• _Excerpt to read_
-- -- --

<<<To say continuously defining, redefining, accepting and working within objective reality is a religion is ludicrous.>>> [Terrence]
I said, in response to FT's comment above, that "'Objective reality' as applied to social phenomena is a religious concept, that's all it can be," for a simple reason, one even simpler than your argument, I think.
'Social phenomena' are human (for purposes of our discussion) phenomena manifesting behaviors, or ways of being. The behaviors FT mentions specifically are 'defining,' 'redefining,' and 'working,'--- all three of which are, of course, human behaviors. It is human beings who are perceiving the 'reality' FT stipulates that they are "working within," and of course they are perceiving this 'reality' in the only way they can perceive it (and thereby get hold of it enough to 'define,' 'redefine,' or 'work' within it) -- subjectively. They perceive it subjectively, by definition. That's not even an argument; it amounts to a tautology.
So we have this entirely human, ergo subjective, situation-- behaviors, working within... within... uh, something.
The existence of this "something" is where FT has necessarily introduced religion.

-- -- --

• _Extracted material_
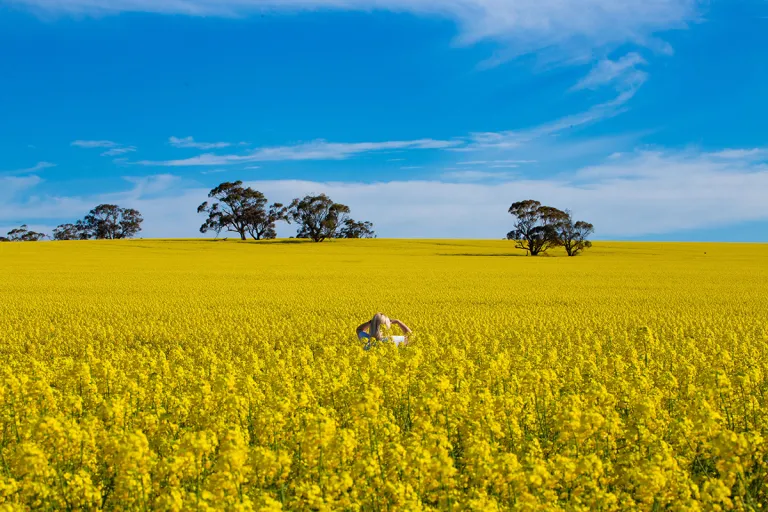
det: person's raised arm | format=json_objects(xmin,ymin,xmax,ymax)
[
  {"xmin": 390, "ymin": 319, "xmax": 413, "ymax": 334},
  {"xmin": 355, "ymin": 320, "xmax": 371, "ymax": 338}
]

-- -- --

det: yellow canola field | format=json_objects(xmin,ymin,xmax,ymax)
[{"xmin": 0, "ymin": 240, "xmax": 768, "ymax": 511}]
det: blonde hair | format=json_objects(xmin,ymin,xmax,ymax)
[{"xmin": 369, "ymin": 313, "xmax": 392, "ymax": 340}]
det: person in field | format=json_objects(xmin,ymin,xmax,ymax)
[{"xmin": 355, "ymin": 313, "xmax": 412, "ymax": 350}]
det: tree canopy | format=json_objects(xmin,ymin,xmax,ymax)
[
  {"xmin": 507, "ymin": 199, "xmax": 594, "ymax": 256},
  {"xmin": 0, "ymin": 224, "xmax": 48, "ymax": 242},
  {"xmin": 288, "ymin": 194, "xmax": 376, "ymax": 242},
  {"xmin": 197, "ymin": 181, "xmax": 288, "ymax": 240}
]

-- -- --

• _To do_
1. In the comment on objective reality, which three behaviors does FT mention specifically?
2. Resume the comment on objective reality and religion, starting right after its last sentence.
The records are separate material, unrelated to the text about objective reality.

• _Answers provided_
1. Defining, redefining, and working.

2.
Ft says these subjective behaviors are working within something he calls "objective reality."
But so far in this scenario, we have only those human psyches, doing their thing; or their three things, defining, redefining, and working-within.
Now, if you postulate something that contains FT's 'objective reality,' an entity that somehow subsumes all the subjective ones, a social 'reality' that is out there, and can be defined, redefined, and worked with, where does it reside?
Terrence's 'objective' social reality = the mind of a God, or it doesn't exist.
I say it doesn't exist; Terrence says it exists in the mind of a God.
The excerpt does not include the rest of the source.